→ **取り組む課題**
[1] ワイナリー訪問の文章で、しょうゆ系の味つけに合うと武藤さんが述べたワインの色を答えてください。
[2] ワイナリー訪問の文章を、最後の文の後から書き継いでください。

工場を見学した後は、ショップで新商品3種セットの有料試飲を楽しみました。

「柿沢シャルドネ ネイキッドはステンレスタンクで発酵・熟成させ、樽を使わないので白桃やハチミツのような華やかな香りがします。シラーは熟したプルーンのような香りと、黒コショウのようなスパイシーなニュアンスがあります」

武藤さんの説明はわかりやすく「日本ワインは果実の凝縮感よりも、旨みの豊富なことが特徴。だしを使った和食に合わせやすく、しょうゆ系の味つけには赤ワイン、白だし系は白ワインが合います。色で覚えるとわかりやすいですね」とのこと。

赤身の肉が合うというシラーを買い求め、改めてワイナリーからの風景を眺めます。ブドウ畑の向こうに穂高連邦から北アルプスまでを一望し、眼下には松本盆地が広がり、その手前には桔梗ヶ原と岩垂原が見渡せます。

→ **入力データ**
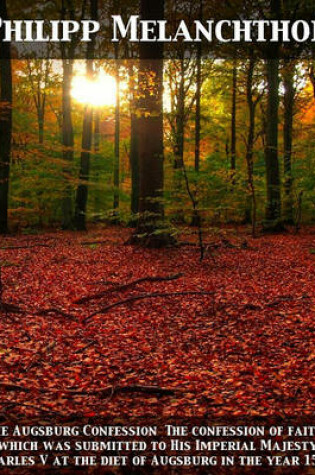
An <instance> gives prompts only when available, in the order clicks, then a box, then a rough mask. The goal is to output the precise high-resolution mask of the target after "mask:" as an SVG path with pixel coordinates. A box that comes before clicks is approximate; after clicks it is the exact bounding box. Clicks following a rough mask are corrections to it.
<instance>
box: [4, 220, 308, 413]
mask: <svg viewBox="0 0 315 475" xmlns="http://www.w3.org/2000/svg"><path fill="white" fill-rule="evenodd" d="M127 232H128V231H127V230H125V231H123V230H118V229H115V228H113V229H110V230H107V231H102V233H101V234H100V235H96V236H91V238H90V239H91V242H92V241H93V242H94V241H97V242H99V245H98V246H97V247H93V248H91V246H87V245H85V244H84V245H83V244H82V242H83V241H82V235H80V234H79V233H78V234H76V233H73V234H70V233H69V234H67V233H66V234H47V235H43V236H37V237H27V238H25V237H20V238H8V239H6V240H4V239H2V240H1V242H0V248H1V247H2V249H0V261H10V262H14V266H5V267H4V268H3V269H2V281H3V302H5V303H6V304H7V305H9V306H12V308H13V306H15V307H17V308H19V309H20V310H21V313H18V314H15V315H14V318H15V321H14V322H12V320H10V319H9V318H7V315H6V312H2V314H1V315H2V316H1V321H0V327H1V334H2V340H1V344H0V368H1V380H0V384H1V388H2V390H1V393H0V406H1V411H2V412H4V411H10V412H11V413H12V412H13V411H14V412H15V413H17V414H21V413H23V414H26V415H30V416H31V415H34V414H35V415H38V414H40V413H41V412H44V413H45V412H52V413H56V414H64V415H71V414H74V415H75V414H78V413H81V414H85V415H86V414H88V415H89V414H93V415H94V414H99V415H102V416H120V417H123V416H126V417H129V416H130V415H131V414H132V415H134V416H141V415H147V414H150V413H151V414H152V415H154V414H156V413H159V414H164V415H167V416H190V415H193V416H198V417H199V416H200V417H202V416H203V415H204V414H209V413H213V414H215V415H217V416H218V415H222V416H227V415H232V416H238V417H240V416H242V415H253V416H271V415H277V414H284V415H286V416H287V415H292V416H294V415H299V416H301V415H303V414H305V415H308V414H310V413H311V412H312V411H313V410H314V403H313V393H312V391H313V390H314V384H315V381H314V369H315V357H314V350H313V347H314V316H315V310H314V308H315V302H314V271H315V261H314V257H313V255H312V254H310V252H309V249H310V248H312V247H313V246H314V237H313V235H312V234H311V233H309V234H307V233H305V234H303V235H300V236H274V237H272V236H268V237H264V238H262V239H259V240H255V241H253V242H250V243H249V244H250V245H249V247H248V248H247V249H241V248H233V249H230V248H224V247H220V248H219V249H218V251H217V255H216V259H215V263H214V262H213V260H212V259H208V260H207V259H206V260H205V261H204V262H203V263H202V264H199V262H198V249H195V248H194V247H193V246H187V247H185V248H180V249H167V250H163V251H157V250H143V249H138V248H134V247H129V246H122V245H117V242H118V241H119V242H123V239H122V234H123V233H125V234H127ZM125 237H126V236H125ZM39 243H41V244H43V245H39ZM89 244H90V241H89ZM4 248H5V249H4ZM175 272H176V273H181V274H183V276H182V277H181V278H180V279H178V280H177V279H167V276H172V275H174V273H175ZM145 276H152V277H154V276H166V280H165V281H163V280H162V281H159V280H157V281H154V279H151V281H150V279H149V281H148V280H147V279H145ZM133 281H136V282H137V285H136V286H133V285H132V286H128V285H127V283H128V282H133ZM106 282H110V285H111V286H112V287H111V288H113V289H116V291H111V292H105V291H106V288H105V289H104V283H105V285H106ZM103 293H104V294H103ZM94 294H98V295H100V298H98V299H96V300H94V299H93V300H91V301H89V300H88V301H86V302H85V303H84V304H83V305H77V304H75V303H74V302H75V301H77V300H82V297H84V296H85V295H94ZM101 294H102V295H101ZM151 294H152V295H154V296H155V298H143V299H138V297H139V296H141V295H143V296H148V295H151ZM165 295H166V296H168V295H169V296H170V298H165ZM119 302H124V304H123V305H119ZM102 308H103V309H104V308H106V309H108V310H106V312H107V313H102V312H101V310H102ZM90 315H94V318H93V319H92V320H90V321H89V325H85V324H84V321H85V320H86V319H87V318H88V317H89V316H90ZM69 316H71V317H73V318H69ZM140 387H143V388H162V389H165V391H160V393H158V394H152V391H151V392H150V391H147V392H146V391H140V392H139V391H132V388H140ZM23 388H24V390H23ZM119 388H131V389H130V390H128V389H126V390H119ZM167 391H169V393H167ZM171 393H174V394H175V396H174V395H172V394H171ZM179 393H180V394H179ZM69 395H71V397H69Z"/></svg>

→ **課題別の解答**
[1] 赤ワインです。

[2]
この地で人々が積み重ねてきた長い歴史を知り、ワインが生み出した美しい景観ごと、この地のワインに親しむ1日となりました。

サンサンワイナリー

https://sun-vision.or.jp/sunsunwinery/
住所|塩尻市柿沢日向畠709-3
連絡先|0263-51-8011

[ショップ]ボッテガ
連絡先|0263-51-8711
営業時間|10時〜17時
定休日|水曜(1・2月は火曜・水曜)

[レストラン]ラ・ボッテガ・デラ・ピッツァ・ナポレターナ
https://www.instagram.com/la_bottega_della_pizza_53/
連絡先|0263-56-2688
営業時間|11時〜14時30分LO
定休日|水曜(1・2月は火曜・水曜)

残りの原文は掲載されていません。